EXERCISE GOAL: Return all the lines below in which the string "segment" appears.

GIVEN DATA:
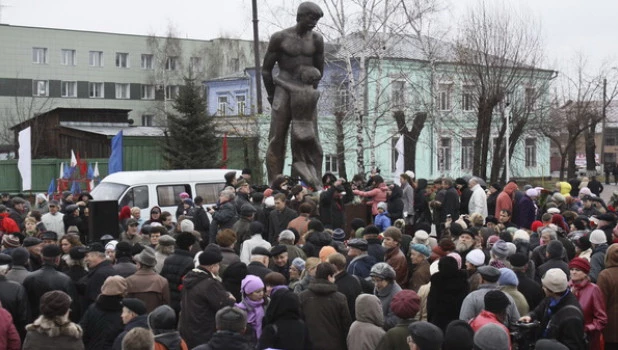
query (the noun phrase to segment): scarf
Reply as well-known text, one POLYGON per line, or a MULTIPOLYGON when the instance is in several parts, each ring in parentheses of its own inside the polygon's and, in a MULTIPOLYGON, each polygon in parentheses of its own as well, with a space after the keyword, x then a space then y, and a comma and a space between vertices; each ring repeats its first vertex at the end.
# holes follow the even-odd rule
POLYGON ((582 290, 586 289, 589 284, 590 280, 588 278, 584 278, 577 283, 573 282, 572 280, 569 281, 569 287, 571 287, 571 292, 577 297, 577 299, 579 299, 579 293, 581 293, 582 290))
POLYGON ((236 306, 247 312, 247 324, 253 327, 257 339, 260 339, 262 335, 262 319, 264 318, 264 299, 253 301, 244 296, 242 302, 237 303, 236 306))
POLYGON ((547 334, 549 333, 549 327, 551 326, 551 316, 554 313, 553 309, 555 309, 556 305, 560 304, 562 299, 569 295, 569 293, 571 293, 571 290, 567 288, 566 292, 564 292, 564 294, 562 294, 560 298, 551 298, 551 300, 549 301, 549 306, 547 307, 547 318, 549 318, 549 322, 547 323, 547 327, 545 327, 545 330, 543 330, 543 338, 547 338, 547 334))

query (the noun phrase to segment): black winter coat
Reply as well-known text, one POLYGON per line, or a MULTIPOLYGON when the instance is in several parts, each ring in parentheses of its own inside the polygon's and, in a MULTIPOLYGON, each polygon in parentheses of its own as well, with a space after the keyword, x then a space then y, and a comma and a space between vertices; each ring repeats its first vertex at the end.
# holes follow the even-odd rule
POLYGON ((541 301, 545 298, 543 287, 541 287, 540 284, 536 283, 533 279, 528 277, 524 272, 515 271, 515 275, 519 280, 517 290, 520 291, 521 294, 523 294, 526 298, 530 310, 534 310, 534 308, 537 307, 537 305, 539 305, 541 301))
POLYGON ((403 218, 403 190, 401 187, 394 185, 390 196, 386 200, 388 206, 388 216, 394 224, 395 220, 403 218))
POLYGON ((129 331, 132 330, 133 328, 138 328, 138 327, 145 328, 148 330, 150 329, 148 327, 148 314, 137 316, 131 321, 129 321, 129 323, 127 323, 124 326, 124 330, 120 334, 118 334, 118 336, 116 337, 116 340, 114 340, 114 345, 112 346, 112 349, 122 350, 122 340, 124 339, 124 336, 127 335, 127 333, 129 333, 129 331))
POLYGON ((21 339, 24 339, 29 316, 26 289, 21 284, 9 281, 5 276, 0 275, 0 303, 2 303, 2 308, 11 314, 15 328, 21 339))
POLYGON ((257 348, 262 349, 312 349, 307 325, 300 318, 300 300, 289 289, 271 295, 263 320, 263 331, 257 348))
POLYGON ((290 221, 296 219, 298 213, 294 209, 285 207, 283 211, 273 210, 268 215, 268 241, 271 244, 277 243, 279 233, 288 228, 290 221))
MULTIPOLYGON (((191 348, 191 347, 189 347, 191 348)), ((218 331, 212 335, 207 344, 202 344, 193 350, 251 350, 253 347, 245 336, 230 331, 218 331)))
POLYGON ((49 291, 61 290, 67 293, 73 300, 73 304, 78 300, 75 285, 71 278, 56 270, 54 265, 44 264, 39 270, 32 272, 24 280, 23 286, 28 295, 31 321, 39 317, 39 301, 43 294, 49 291))
POLYGON ((202 240, 208 239, 208 233, 210 231, 210 219, 208 214, 202 206, 193 207, 193 221, 195 231, 199 232, 202 236, 202 240))
POLYGON ((327 245, 331 245, 332 241, 333 237, 327 232, 313 231, 307 235, 302 249, 308 258, 317 258, 320 256, 320 250, 327 245))
POLYGON ((187 250, 176 248, 172 255, 165 258, 161 276, 167 279, 170 286, 170 306, 176 314, 180 312, 180 285, 182 278, 195 266, 193 256, 187 250))
POLYGON ((219 206, 219 209, 212 214, 212 222, 210 223, 209 230, 209 243, 215 243, 217 238, 217 232, 224 228, 232 228, 234 223, 238 220, 238 213, 236 212, 236 206, 233 202, 225 202, 219 206))
POLYGON ((427 321, 444 331, 451 321, 459 319, 461 305, 470 287, 466 273, 457 268, 455 259, 442 258, 438 266, 440 271, 431 276, 427 321))
POLYGON ((549 306, 550 301, 549 297, 543 299, 534 311, 530 312, 533 320, 541 322, 537 328, 537 337, 541 336, 551 320, 546 338, 556 339, 570 350, 585 349, 584 314, 577 297, 569 291, 554 307, 549 306), (548 309, 551 309, 551 316, 547 314, 548 309))
POLYGON ((358 297, 363 292, 360 284, 360 277, 354 277, 346 271, 342 271, 337 276, 335 276, 335 284, 337 285, 337 290, 339 291, 339 293, 345 295, 348 301, 348 310, 350 310, 350 317, 352 317, 352 321, 355 321, 356 297, 358 297))
POLYGON ((95 300, 97 300, 97 297, 101 293, 101 287, 107 277, 116 276, 117 274, 118 272, 114 270, 114 267, 109 260, 102 261, 95 268, 88 271, 88 275, 86 276, 86 304, 84 305, 84 310, 87 309, 88 306, 95 300))
POLYGON ((124 329, 122 324, 122 296, 100 295, 88 307, 80 326, 84 330, 82 339, 85 349, 111 350, 114 340, 124 329))
POLYGON ((189 349, 206 344, 215 333, 215 315, 234 305, 223 284, 202 267, 185 276, 180 300, 179 330, 189 349))

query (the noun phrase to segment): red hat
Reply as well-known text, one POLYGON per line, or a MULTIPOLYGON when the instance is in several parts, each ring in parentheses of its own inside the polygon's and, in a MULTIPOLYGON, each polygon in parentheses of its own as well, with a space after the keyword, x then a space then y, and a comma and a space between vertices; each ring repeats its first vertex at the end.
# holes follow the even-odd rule
POLYGON ((584 258, 574 258, 569 263, 569 269, 578 269, 587 275, 590 272, 590 263, 584 258))
POLYGON ((404 289, 397 292, 391 300, 391 311, 395 316, 407 320, 416 316, 420 310, 421 299, 415 291, 404 289))
POLYGON ((530 226, 530 230, 532 230, 532 232, 537 232, 537 230, 543 227, 543 223, 540 222, 539 220, 535 220, 532 222, 532 225, 530 226))

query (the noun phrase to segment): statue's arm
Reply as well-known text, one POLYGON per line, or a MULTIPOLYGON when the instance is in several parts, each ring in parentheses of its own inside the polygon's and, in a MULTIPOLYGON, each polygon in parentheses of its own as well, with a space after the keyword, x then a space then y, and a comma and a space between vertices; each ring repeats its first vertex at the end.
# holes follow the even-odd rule
MULTIPOLYGON (((324 75, 324 38, 319 33, 314 33, 315 37, 315 54, 313 55, 313 66, 320 71, 320 75, 324 75)), ((317 89, 319 81, 313 84, 317 89)))
POLYGON ((278 52, 281 46, 281 34, 275 33, 268 43, 268 49, 264 55, 262 63, 262 80, 264 80, 264 88, 268 95, 268 102, 272 104, 273 96, 275 95, 275 82, 273 80, 273 68, 277 63, 278 52))

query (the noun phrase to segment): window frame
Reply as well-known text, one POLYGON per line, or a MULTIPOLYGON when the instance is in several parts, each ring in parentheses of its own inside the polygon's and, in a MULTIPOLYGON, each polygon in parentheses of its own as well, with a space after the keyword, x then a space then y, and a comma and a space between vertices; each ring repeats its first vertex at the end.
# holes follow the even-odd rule
POLYGON ((217 115, 225 117, 226 111, 228 108, 227 104, 228 104, 227 96, 217 96, 217 115))
POLYGON ((247 96, 236 95, 236 113, 238 115, 246 115, 247 113, 247 96))
POLYGON ((60 83, 60 97, 77 97, 77 82, 76 81, 62 81, 60 83), (68 84, 71 84, 71 93, 67 94, 68 84))
POLYGON ((472 170, 474 166, 474 137, 463 137, 461 139, 461 170, 472 170), (464 143, 470 143, 464 145, 464 143))
POLYGON ((49 80, 33 79, 32 80, 32 96, 33 97, 48 97, 49 96, 49 80), (43 89, 40 90, 41 83, 43 89), (41 93, 43 91, 43 93, 41 93))
POLYGON ((119 201, 119 206, 123 207, 125 205, 128 205, 130 208, 138 207, 140 209, 148 209, 150 208, 150 198, 149 197, 150 196, 148 194, 148 185, 131 187, 122 196, 122 199, 119 201), (140 202, 135 201, 136 192, 142 195, 140 196, 140 202), (144 199, 146 200, 145 205, 144 205, 144 199))
POLYGON ((441 83, 438 85, 438 110, 441 112, 450 112, 453 110, 453 99, 451 91, 453 84, 441 83))
POLYGON ((131 98, 131 84, 116 83, 115 92, 116 92, 115 95, 116 95, 117 100, 128 100, 131 98))
POLYGON ((339 163, 336 154, 324 155, 324 172, 339 173, 339 163))
POLYGON ((142 114, 142 126, 153 126, 153 125, 154 125, 154 115, 142 114))
POLYGON ((442 137, 439 142, 438 171, 450 171, 452 167, 453 141, 450 137, 442 137))
POLYGON ((204 60, 202 59, 202 57, 193 56, 189 58, 189 64, 191 65, 192 72, 204 72, 204 60))
POLYGON ((63 66, 77 65, 77 51, 74 49, 60 49, 60 64, 63 66))
POLYGON ((128 52, 116 52, 116 67, 117 68, 131 68, 129 65, 129 53, 128 52))
POLYGON ((406 105, 406 82, 397 79, 391 83, 391 108, 403 110, 406 105))
POLYGON ((178 85, 166 85, 165 86, 165 99, 167 101, 176 99, 179 93, 180 93, 180 87, 178 85))
POLYGON ((178 64, 178 56, 167 56, 167 58, 165 59, 165 70, 176 71, 178 70, 178 64))
MULTIPOLYGON (((159 207, 178 206, 178 204, 180 204, 179 195, 182 192, 187 192, 189 196, 191 196, 191 185, 189 184, 158 185, 156 187, 157 204, 159 205, 159 207), (162 193, 161 191, 163 190, 165 190, 165 192, 167 193, 162 193), (165 202, 163 200, 165 200, 165 202)), ((172 215, 173 214, 174 213, 172 213, 172 215)))
POLYGON ((88 82, 88 97, 89 98, 105 98, 105 83, 102 82, 88 82), (93 94, 93 89, 95 88, 95 94, 93 94), (100 88, 100 89, 99 89, 100 88), (97 91, 100 90, 100 94, 96 94, 97 91))
POLYGON ((103 65, 103 51, 88 51, 88 66, 103 67, 103 65))
POLYGON ((46 47, 38 47, 38 46, 32 47, 32 63, 34 64, 48 64, 49 63, 49 55, 48 55, 48 50, 46 47))
POLYGON ((196 183, 195 194, 204 199, 204 204, 215 204, 219 200, 219 192, 221 192, 222 183, 196 183))
POLYGON ((536 159, 536 153, 537 153, 536 139, 533 137, 527 137, 524 140, 524 149, 525 149, 524 162, 526 164, 526 167, 527 168, 536 167, 538 164, 537 159, 536 159), (528 144, 529 141, 532 144, 528 144))
POLYGON ((152 84, 142 84, 141 98, 142 100, 154 100, 155 99, 155 86, 152 84))
POLYGON ((153 70, 154 69, 154 55, 143 53, 141 56, 141 67, 143 70, 153 70))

REPLY TO THE EXERCISE:
query (the noun phrase to segment): scarf
query (the noun phrase to segment): black winter coat
query (the noun phrase to segment): red hat
query (the noun phrase to segment): statue's arm
query (the noun phrase to segment): window frame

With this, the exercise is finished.